Stated problem: Every record should be written out exactly, please.

Start

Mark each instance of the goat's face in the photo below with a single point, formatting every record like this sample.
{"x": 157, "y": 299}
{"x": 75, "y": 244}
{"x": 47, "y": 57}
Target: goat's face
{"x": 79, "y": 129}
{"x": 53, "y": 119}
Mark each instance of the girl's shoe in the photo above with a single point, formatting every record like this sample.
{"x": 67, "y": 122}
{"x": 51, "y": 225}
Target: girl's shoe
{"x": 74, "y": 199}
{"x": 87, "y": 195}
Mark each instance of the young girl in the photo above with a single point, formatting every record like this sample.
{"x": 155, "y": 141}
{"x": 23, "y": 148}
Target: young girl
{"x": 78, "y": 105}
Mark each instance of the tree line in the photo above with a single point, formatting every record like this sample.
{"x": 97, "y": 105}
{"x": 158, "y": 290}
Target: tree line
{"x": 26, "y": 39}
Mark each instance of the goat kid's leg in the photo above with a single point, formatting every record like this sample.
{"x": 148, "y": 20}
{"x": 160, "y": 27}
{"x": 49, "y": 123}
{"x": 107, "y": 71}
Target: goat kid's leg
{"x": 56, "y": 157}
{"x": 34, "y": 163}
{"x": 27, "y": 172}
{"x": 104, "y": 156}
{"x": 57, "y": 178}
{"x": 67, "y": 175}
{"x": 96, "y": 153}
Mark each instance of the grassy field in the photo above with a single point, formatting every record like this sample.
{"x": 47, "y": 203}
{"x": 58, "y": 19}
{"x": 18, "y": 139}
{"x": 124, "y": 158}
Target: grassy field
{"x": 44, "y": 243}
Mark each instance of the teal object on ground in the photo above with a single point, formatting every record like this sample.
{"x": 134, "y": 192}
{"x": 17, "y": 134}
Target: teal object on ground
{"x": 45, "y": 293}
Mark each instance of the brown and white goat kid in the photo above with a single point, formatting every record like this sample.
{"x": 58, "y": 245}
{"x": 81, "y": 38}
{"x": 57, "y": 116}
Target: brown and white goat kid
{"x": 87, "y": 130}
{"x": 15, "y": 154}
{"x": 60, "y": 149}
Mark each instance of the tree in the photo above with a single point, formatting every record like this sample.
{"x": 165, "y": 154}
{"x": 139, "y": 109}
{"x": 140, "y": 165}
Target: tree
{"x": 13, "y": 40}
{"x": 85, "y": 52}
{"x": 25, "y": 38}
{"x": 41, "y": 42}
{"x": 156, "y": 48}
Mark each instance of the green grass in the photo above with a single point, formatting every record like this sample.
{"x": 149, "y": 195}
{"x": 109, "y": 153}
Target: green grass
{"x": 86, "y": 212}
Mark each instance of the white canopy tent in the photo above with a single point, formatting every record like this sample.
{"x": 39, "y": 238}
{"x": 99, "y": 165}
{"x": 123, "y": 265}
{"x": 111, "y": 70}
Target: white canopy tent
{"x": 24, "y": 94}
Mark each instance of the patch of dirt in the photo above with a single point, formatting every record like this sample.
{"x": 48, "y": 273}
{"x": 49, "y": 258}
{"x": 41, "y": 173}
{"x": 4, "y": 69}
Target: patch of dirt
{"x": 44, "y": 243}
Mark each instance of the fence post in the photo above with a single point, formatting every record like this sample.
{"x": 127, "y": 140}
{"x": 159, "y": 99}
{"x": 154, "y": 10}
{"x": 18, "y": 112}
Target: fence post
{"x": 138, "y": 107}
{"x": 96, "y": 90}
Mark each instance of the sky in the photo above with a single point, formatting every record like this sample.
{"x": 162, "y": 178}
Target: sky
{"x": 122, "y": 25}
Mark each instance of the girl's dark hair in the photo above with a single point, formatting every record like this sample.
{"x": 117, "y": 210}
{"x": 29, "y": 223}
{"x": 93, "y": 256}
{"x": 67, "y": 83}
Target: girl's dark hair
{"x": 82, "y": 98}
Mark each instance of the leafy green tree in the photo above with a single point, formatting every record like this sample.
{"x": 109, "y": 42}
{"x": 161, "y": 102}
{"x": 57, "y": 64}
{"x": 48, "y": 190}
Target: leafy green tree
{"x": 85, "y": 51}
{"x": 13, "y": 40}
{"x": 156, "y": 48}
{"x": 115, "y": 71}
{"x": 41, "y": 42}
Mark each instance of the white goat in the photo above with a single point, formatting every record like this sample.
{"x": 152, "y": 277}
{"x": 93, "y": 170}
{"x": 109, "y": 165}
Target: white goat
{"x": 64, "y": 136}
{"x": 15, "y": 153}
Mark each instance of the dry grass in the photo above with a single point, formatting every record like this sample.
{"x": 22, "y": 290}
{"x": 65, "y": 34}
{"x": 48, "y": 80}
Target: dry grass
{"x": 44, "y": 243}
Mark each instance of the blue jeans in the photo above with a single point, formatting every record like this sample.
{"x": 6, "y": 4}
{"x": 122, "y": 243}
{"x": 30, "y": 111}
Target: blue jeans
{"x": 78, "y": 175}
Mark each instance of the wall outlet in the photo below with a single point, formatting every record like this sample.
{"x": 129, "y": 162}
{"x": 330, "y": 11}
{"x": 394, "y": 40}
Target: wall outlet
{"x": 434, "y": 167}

End

Finished task:
Mark each instance of the goat's face in the photo below with a single point, formatting every record like this sample.
{"x": 157, "y": 299}
{"x": 75, "y": 244}
{"x": 47, "y": 57}
Target: goat's face
{"x": 79, "y": 129}
{"x": 53, "y": 119}
Mark each instance of the girl's shoe in the photo above with a single point, formatting every record like this sample.
{"x": 67, "y": 122}
{"x": 51, "y": 225}
Target: girl's shoe
{"x": 74, "y": 199}
{"x": 87, "y": 195}
Mark each instance of the young girl in the photo above with a single point, formatting every record like this sample.
{"x": 155, "y": 141}
{"x": 23, "y": 148}
Target: young girl
{"x": 78, "y": 105}
Mark each instance of the tree line in the photo above with a single point, formatting every record like this sample.
{"x": 97, "y": 105}
{"x": 158, "y": 290}
Target: tree line
{"x": 26, "y": 39}
Mark each instance of the goat kid's leg in the photo above with a single point, formatting every record like this sample.
{"x": 148, "y": 20}
{"x": 160, "y": 27}
{"x": 49, "y": 123}
{"x": 107, "y": 71}
Target: goat kid's leg
{"x": 56, "y": 157}
{"x": 34, "y": 163}
{"x": 27, "y": 172}
{"x": 104, "y": 156}
{"x": 57, "y": 178}
{"x": 67, "y": 175}
{"x": 96, "y": 153}
Mark each instance of the grassy field in the photo above with a single point, formatting every record like this sample.
{"x": 47, "y": 203}
{"x": 58, "y": 19}
{"x": 18, "y": 139}
{"x": 124, "y": 158}
Target: grassy field
{"x": 44, "y": 243}
Mark each instance of the teal object on ground in the photo above with a single point, formatting every record like this sample.
{"x": 134, "y": 192}
{"x": 17, "y": 134}
Target: teal object on ground
{"x": 45, "y": 293}
Mark each instance of the brown and white goat kid in the photo above with a single point, formatting every record like this sample.
{"x": 58, "y": 245}
{"x": 81, "y": 38}
{"x": 57, "y": 116}
Target: brown and white goat kid
{"x": 87, "y": 130}
{"x": 15, "y": 154}
{"x": 60, "y": 149}
Mark each instance of the tree in the photo above with a single point, formatting every record like this sample.
{"x": 165, "y": 154}
{"x": 139, "y": 109}
{"x": 140, "y": 165}
Target: tree
{"x": 13, "y": 40}
{"x": 85, "y": 52}
{"x": 25, "y": 38}
{"x": 41, "y": 42}
{"x": 156, "y": 48}
Mark each instance of the green grass in the photo above with a single point, formatting every record like this sample.
{"x": 149, "y": 195}
{"x": 109, "y": 153}
Target: green grass
{"x": 86, "y": 212}
Mark each instance of the white canopy tent in the photo above with a single point, formatting every record like this sample.
{"x": 39, "y": 238}
{"x": 99, "y": 165}
{"x": 123, "y": 265}
{"x": 111, "y": 70}
Target: white canopy tent
{"x": 24, "y": 94}
Mark each instance of the patch of dirt in the photo above with a single point, formatting every record like this sample.
{"x": 48, "y": 273}
{"x": 49, "y": 258}
{"x": 41, "y": 173}
{"x": 4, "y": 69}
Target: patch of dirt
{"x": 44, "y": 243}
Mark each instance of the fence post in the photo above with a single point, formatting every record like this sample.
{"x": 127, "y": 140}
{"x": 159, "y": 99}
{"x": 154, "y": 10}
{"x": 18, "y": 112}
Target: fence post
{"x": 138, "y": 107}
{"x": 96, "y": 90}
Mark each instance of the sky in the photo above with a single point, formatting every record like this sample.
{"x": 162, "y": 178}
Target: sky
{"x": 122, "y": 25}
Mark each instance of the girl's dark hair in the photo above with a single point, formatting every record like this sample.
{"x": 117, "y": 210}
{"x": 29, "y": 223}
{"x": 93, "y": 256}
{"x": 67, "y": 83}
Target: girl's dark hair
{"x": 82, "y": 98}
Mark each instance of the leafy green tree in the photo above with a single point, formatting every record like this sample.
{"x": 109, "y": 42}
{"x": 161, "y": 102}
{"x": 57, "y": 64}
{"x": 48, "y": 190}
Target: leafy green tree
{"x": 85, "y": 51}
{"x": 13, "y": 40}
{"x": 156, "y": 48}
{"x": 115, "y": 71}
{"x": 41, "y": 42}
Mark each instance of the white goat in the photo above with a single point, formatting every record like this sample.
{"x": 152, "y": 277}
{"x": 93, "y": 170}
{"x": 109, "y": 165}
Target: white goat
{"x": 64, "y": 136}
{"x": 15, "y": 153}
Mark each instance of the dry grass in the photo above with a single point, formatting every record like this sample.
{"x": 22, "y": 290}
{"x": 65, "y": 34}
{"x": 48, "y": 80}
Target: dry grass
{"x": 44, "y": 243}
Mark each instance of the blue jeans in the photo above with a single point, formatting every record like this sample.
{"x": 6, "y": 4}
{"x": 122, "y": 243}
{"x": 30, "y": 111}
Target: blue jeans
{"x": 78, "y": 175}
Mark each instance of the wall outlet in the photo below with a single point, formatting every record like this sample.
{"x": 129, "y": 162}
{"x": 330, "y": 11}
{"x": 394, "y": 40}
Target: wall outlet
{"x": 434, "y": 167}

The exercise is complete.